# [AIM]
Starting at the line that contains "fabric and record the pixel coordinates.", write out every line through the last one in the records below, word for word. Leave out any pictures.
— START OF AVAILABLE DATA —
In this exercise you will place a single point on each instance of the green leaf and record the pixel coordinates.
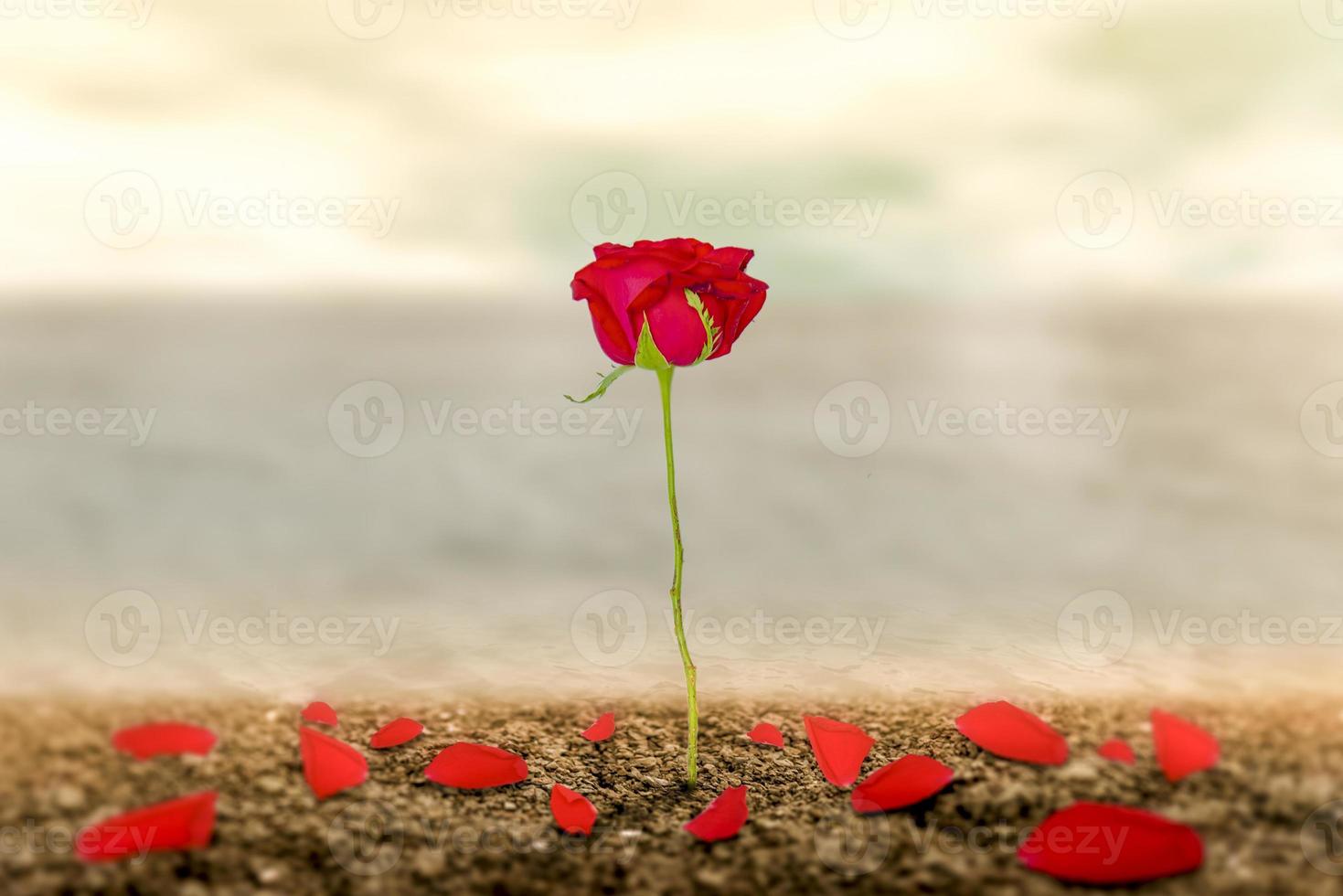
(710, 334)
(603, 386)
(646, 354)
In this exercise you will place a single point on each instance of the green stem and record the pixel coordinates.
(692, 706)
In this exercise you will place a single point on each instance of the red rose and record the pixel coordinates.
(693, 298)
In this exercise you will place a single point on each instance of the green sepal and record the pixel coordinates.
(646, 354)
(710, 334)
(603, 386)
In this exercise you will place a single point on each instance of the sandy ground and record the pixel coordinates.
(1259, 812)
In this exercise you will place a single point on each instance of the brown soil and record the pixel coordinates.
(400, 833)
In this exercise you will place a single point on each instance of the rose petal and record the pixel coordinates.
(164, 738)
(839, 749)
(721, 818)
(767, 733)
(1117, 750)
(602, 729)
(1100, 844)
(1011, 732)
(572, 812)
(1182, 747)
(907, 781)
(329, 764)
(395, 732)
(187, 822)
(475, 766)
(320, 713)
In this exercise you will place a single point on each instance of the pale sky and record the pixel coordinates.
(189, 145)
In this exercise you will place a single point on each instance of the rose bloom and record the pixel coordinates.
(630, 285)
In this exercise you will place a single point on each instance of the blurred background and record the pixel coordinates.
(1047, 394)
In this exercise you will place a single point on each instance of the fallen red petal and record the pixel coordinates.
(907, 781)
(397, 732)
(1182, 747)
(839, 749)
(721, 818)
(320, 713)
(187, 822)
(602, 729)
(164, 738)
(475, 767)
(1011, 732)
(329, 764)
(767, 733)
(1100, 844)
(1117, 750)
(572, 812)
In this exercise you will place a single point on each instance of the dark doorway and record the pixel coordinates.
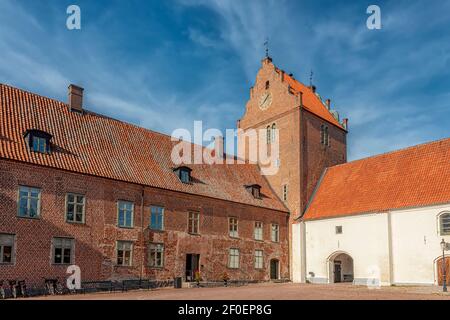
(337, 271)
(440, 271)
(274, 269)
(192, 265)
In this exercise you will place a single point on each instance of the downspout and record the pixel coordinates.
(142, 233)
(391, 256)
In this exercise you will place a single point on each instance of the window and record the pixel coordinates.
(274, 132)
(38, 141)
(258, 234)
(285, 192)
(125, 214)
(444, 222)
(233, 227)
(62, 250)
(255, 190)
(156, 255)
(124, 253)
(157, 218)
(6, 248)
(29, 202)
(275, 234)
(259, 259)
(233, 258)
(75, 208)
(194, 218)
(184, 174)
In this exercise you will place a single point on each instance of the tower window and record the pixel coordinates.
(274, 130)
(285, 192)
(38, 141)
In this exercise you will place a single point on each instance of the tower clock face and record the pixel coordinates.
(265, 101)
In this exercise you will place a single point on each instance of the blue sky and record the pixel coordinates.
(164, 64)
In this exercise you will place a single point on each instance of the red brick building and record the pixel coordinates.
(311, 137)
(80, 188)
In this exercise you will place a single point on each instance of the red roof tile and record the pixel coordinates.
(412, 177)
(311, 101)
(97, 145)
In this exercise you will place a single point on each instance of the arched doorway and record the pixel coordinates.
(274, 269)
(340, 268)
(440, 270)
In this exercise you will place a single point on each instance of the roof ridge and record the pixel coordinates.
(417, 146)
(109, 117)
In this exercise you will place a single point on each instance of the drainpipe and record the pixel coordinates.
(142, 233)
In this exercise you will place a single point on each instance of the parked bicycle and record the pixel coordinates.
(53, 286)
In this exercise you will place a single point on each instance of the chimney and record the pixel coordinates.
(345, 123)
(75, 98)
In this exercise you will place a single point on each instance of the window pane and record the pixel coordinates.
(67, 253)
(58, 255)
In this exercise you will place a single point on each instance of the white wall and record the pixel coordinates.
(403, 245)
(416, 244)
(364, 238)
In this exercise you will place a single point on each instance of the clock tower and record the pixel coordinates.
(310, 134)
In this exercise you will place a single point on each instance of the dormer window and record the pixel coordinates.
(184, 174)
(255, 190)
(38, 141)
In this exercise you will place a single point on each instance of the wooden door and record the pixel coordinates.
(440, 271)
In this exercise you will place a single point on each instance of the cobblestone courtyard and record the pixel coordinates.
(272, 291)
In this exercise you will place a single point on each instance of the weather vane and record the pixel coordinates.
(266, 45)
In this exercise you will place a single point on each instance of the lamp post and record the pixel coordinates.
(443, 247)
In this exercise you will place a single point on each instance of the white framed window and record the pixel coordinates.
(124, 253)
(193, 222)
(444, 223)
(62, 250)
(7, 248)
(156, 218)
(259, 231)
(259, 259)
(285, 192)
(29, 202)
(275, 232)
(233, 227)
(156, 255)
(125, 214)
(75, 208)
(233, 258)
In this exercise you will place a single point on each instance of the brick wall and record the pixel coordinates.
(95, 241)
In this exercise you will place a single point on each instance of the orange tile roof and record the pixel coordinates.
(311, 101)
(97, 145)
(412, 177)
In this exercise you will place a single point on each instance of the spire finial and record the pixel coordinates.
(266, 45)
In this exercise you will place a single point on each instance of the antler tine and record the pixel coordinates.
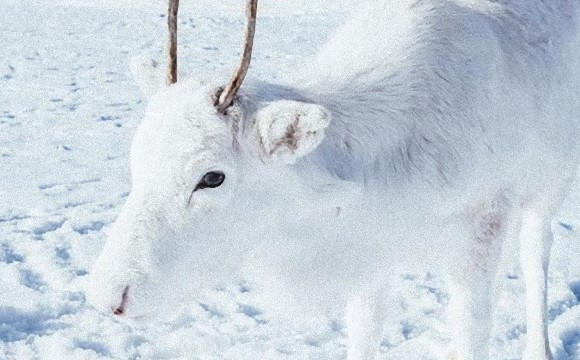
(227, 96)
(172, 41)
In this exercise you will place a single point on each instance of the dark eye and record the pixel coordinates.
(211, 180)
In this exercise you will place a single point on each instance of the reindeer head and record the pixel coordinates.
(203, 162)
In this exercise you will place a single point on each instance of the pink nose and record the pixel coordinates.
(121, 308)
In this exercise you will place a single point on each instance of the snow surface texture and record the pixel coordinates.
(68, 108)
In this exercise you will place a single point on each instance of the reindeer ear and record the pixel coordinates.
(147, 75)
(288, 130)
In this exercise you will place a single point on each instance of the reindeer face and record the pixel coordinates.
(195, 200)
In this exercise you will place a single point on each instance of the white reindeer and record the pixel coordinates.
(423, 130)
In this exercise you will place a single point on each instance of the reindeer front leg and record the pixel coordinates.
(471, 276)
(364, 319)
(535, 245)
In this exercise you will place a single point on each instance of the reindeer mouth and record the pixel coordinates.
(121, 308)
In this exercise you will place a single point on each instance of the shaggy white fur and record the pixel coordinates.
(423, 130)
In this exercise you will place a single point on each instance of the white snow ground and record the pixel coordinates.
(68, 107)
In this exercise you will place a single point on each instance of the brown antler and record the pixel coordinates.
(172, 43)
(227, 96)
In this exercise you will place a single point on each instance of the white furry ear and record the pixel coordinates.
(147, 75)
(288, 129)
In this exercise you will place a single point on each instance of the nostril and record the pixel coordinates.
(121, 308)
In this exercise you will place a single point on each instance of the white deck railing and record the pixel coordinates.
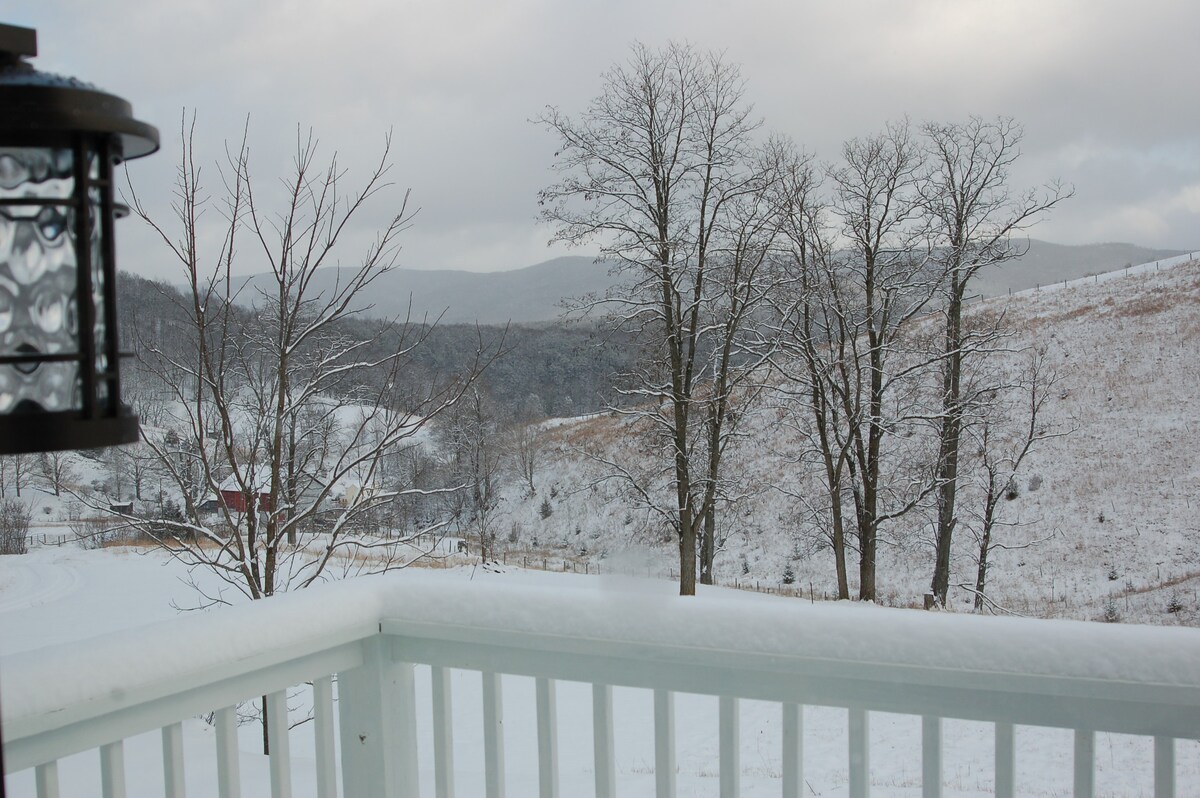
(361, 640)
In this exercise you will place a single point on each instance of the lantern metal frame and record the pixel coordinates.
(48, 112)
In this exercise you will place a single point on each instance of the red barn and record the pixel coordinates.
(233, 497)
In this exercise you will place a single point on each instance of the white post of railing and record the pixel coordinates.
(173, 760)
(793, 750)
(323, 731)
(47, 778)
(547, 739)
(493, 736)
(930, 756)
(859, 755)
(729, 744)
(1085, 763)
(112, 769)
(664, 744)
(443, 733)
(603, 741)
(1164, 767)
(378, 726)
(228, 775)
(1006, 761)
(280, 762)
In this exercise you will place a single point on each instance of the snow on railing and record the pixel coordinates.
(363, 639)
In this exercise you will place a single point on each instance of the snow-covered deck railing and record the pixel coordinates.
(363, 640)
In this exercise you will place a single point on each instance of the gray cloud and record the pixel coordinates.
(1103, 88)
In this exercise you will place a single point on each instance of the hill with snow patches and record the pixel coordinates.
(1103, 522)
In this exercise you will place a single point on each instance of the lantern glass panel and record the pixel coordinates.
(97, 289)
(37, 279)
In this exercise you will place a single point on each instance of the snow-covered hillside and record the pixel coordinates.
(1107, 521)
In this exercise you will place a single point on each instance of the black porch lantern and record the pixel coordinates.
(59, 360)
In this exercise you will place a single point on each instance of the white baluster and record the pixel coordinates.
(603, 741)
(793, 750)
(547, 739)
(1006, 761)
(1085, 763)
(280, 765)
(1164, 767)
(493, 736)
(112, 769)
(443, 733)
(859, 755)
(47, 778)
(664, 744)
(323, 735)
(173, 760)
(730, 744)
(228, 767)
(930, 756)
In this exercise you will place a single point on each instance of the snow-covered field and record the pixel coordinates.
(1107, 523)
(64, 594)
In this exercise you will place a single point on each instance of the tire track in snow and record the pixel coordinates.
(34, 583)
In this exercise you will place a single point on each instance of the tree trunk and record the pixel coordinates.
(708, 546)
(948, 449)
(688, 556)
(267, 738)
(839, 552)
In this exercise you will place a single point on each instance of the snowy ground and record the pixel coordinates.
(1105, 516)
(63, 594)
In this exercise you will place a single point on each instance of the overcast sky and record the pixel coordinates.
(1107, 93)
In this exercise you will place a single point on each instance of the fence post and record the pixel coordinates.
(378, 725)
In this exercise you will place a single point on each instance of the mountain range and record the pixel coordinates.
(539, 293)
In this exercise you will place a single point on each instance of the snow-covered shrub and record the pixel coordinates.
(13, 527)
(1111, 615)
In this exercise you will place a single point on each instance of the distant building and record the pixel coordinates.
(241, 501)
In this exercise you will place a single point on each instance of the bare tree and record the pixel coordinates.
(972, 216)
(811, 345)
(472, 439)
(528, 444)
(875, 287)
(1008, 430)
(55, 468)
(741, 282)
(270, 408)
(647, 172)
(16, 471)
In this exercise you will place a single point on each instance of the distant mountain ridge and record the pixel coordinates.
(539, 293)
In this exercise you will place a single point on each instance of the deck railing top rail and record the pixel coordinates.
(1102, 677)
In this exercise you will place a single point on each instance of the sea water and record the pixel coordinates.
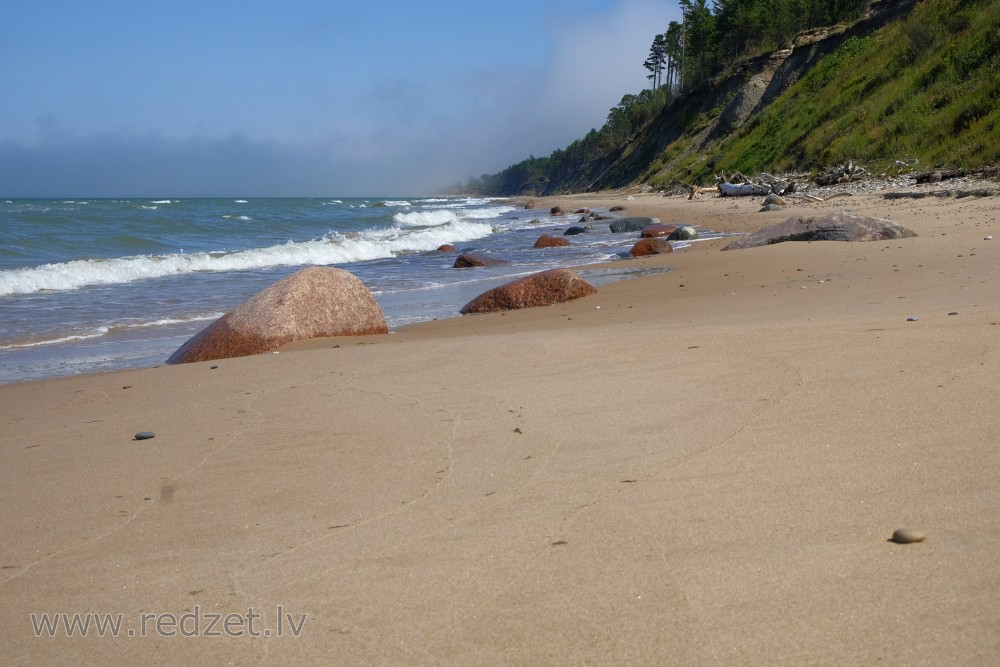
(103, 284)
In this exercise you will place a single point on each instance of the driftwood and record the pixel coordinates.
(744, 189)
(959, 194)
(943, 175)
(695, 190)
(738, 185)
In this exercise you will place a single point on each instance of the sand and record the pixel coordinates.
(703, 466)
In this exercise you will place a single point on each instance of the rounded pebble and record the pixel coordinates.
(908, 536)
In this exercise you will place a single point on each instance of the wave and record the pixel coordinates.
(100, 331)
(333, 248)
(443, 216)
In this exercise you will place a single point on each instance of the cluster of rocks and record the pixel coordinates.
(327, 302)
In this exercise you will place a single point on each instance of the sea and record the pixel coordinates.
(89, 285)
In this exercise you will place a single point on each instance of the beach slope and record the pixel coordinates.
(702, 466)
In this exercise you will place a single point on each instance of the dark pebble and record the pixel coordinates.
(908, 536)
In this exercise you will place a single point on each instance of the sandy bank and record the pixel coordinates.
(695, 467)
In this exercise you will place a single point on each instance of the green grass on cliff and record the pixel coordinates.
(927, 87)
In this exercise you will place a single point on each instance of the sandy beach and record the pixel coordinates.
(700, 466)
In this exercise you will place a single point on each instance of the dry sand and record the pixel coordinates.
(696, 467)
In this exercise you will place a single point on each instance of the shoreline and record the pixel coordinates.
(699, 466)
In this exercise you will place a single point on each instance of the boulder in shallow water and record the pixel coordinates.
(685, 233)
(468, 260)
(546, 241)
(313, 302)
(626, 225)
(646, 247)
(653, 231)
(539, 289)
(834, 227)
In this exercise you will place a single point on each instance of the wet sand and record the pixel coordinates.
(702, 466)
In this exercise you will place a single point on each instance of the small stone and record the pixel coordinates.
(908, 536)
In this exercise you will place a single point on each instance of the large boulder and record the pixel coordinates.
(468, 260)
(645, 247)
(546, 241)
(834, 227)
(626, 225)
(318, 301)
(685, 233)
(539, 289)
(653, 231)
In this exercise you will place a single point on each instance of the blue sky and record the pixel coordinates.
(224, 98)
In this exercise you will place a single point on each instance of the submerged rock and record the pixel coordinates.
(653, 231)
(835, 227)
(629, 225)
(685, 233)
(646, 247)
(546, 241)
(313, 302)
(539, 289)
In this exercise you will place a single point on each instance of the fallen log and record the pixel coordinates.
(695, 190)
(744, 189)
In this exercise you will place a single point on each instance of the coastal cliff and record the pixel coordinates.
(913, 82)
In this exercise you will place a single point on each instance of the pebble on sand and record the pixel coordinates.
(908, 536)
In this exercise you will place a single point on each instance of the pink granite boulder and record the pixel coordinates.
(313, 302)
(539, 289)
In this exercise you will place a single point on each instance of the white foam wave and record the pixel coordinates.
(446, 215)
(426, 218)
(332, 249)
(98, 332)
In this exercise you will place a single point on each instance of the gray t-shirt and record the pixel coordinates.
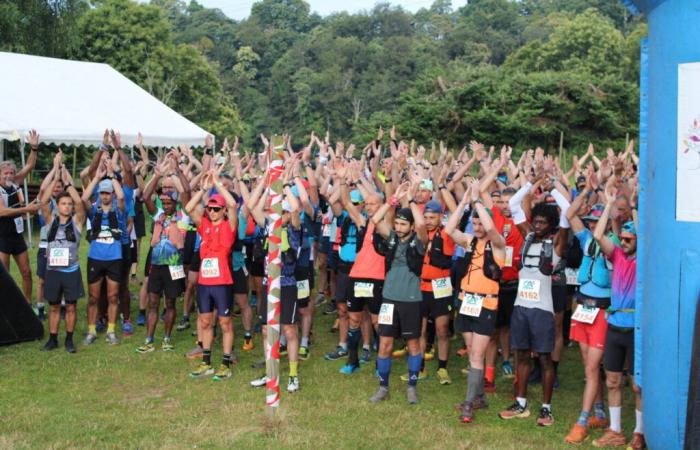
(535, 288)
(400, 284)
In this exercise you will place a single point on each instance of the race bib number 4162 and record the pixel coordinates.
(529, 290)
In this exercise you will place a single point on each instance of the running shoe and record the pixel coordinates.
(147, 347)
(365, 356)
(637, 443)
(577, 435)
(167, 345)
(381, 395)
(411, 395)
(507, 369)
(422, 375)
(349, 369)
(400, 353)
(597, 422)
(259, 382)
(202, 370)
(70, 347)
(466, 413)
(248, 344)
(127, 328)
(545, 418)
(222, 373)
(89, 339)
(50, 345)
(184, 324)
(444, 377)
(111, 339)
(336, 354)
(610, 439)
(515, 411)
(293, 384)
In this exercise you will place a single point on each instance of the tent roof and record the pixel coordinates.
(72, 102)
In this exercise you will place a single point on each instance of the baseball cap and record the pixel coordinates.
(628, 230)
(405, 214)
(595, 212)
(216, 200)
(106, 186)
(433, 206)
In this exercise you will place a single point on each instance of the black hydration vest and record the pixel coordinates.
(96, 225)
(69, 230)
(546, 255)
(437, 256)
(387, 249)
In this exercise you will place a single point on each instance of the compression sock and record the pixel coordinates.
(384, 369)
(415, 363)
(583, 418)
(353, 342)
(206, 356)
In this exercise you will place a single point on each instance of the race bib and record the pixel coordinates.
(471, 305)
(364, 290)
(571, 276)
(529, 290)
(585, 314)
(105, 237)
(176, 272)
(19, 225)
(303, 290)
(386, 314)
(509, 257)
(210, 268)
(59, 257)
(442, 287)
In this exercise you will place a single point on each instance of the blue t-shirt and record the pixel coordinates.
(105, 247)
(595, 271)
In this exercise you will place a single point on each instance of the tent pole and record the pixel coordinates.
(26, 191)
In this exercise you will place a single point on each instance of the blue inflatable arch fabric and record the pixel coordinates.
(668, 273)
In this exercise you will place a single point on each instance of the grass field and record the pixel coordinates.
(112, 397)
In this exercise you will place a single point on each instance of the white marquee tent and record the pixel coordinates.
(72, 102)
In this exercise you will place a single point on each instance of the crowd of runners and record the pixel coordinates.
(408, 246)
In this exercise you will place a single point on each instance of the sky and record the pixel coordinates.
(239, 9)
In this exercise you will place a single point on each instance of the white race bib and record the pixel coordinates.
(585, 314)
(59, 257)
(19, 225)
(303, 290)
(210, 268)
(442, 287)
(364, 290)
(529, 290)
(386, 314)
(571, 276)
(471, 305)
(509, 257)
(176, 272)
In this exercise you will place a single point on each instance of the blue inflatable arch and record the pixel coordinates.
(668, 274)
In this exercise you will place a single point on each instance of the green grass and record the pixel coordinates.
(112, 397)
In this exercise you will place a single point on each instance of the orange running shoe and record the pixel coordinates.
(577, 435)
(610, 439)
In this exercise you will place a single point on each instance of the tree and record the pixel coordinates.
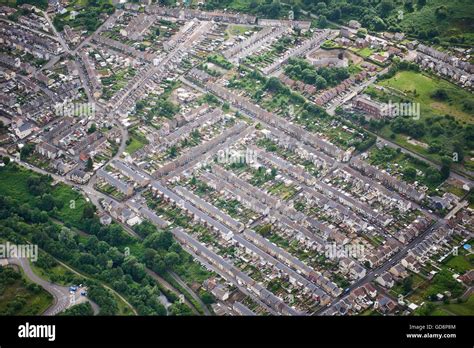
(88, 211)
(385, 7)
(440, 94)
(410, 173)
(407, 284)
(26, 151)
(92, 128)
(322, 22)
— END OF AVAILABLE DATA —
# [FINAL ANSWER]
In this exercise you will place a single point on each instance of the blue inflatable arch fabric and record the pixel coordinates.
(668, 273)
In this exercise you will place a single point on each instance of the grass field and record the pixel coordinates.
(112, 397)
In this exercise you will place a single point on each instance of the white marquee tent and record the pixel coordinates.
(72, 102)
In this exercise you will place a single point on each instance of the crowd of runners and record the pixel coordinates.
(408, 246)
In this exercise you will place a single point on each instance of the sky and record the pixel coordinates.
(239, 9)
In this exercise you will place a single point on each instance of the white race bib and record the pixel coordinates.
(585, 314)
(59, 257)
(19, 225)
(303, 290)
(210, 268)
(442, 287)
(364, 290)
(529, 290)
(386, 314)
(571, 276)
(471, 305)
(509, 257)
(176, 272)
In this exercise you will place a single point on each instance of the blue inflatable arch and record the pixel coordinates.
(668, 274)
In this exercise you will place a single point on each instance of the green grass and record the pixel coordinates.
(112, 397)
In this exercise you will place a single point on each instance of the orange running shoe and record the pixel coordinates.
(577, 435)
(610, 439)
In this exercise you will place a single point on each instance of the tree and record the pixel coordinates.
(88, 211)
(385, 7)
(440, 94)
(410, 173)
(407, 284)
(26, 151)
(92, 128)
(322, 22)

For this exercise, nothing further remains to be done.